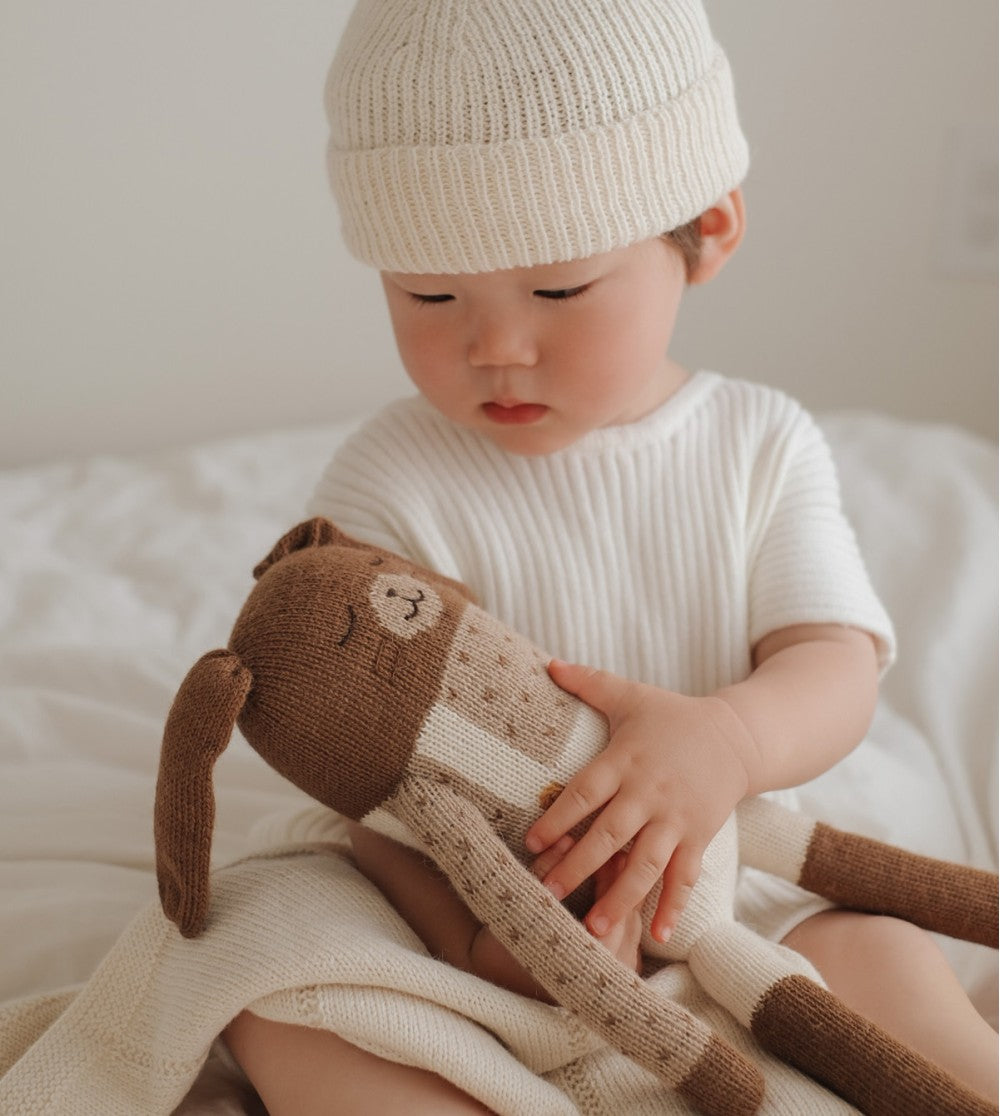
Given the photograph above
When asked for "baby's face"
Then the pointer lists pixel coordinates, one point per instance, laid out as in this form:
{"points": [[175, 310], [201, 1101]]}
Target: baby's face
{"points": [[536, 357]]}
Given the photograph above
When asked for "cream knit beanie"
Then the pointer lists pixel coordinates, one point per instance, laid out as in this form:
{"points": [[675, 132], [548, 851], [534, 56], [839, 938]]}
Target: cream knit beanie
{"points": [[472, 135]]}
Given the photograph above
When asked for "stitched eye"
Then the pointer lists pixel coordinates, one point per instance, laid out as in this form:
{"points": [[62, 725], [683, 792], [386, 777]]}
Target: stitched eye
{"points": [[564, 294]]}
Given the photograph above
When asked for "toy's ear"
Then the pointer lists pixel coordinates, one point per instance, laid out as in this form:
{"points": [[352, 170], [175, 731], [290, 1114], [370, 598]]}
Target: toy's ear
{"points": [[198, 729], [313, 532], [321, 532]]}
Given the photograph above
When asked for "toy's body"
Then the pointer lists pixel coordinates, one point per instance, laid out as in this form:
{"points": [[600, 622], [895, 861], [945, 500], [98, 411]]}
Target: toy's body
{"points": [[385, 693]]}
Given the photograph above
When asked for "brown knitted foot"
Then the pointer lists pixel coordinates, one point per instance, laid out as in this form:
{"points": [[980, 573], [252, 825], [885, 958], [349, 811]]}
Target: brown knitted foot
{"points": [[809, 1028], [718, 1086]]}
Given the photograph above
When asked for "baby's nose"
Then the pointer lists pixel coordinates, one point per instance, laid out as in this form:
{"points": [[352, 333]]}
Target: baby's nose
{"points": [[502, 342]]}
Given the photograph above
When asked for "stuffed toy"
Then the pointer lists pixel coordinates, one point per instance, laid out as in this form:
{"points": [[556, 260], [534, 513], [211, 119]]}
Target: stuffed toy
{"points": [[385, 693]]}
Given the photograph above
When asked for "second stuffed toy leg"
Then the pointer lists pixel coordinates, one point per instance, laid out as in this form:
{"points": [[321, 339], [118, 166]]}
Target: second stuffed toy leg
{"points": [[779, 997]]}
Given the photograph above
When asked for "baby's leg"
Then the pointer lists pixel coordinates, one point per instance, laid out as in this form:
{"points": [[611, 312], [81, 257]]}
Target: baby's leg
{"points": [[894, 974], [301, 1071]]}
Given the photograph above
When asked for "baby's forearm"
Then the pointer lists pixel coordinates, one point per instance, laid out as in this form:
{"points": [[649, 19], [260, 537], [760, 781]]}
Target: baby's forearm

## Work request
Out of the lines in the listing, count the ones with the word "When", then give only the number.

## Task response
11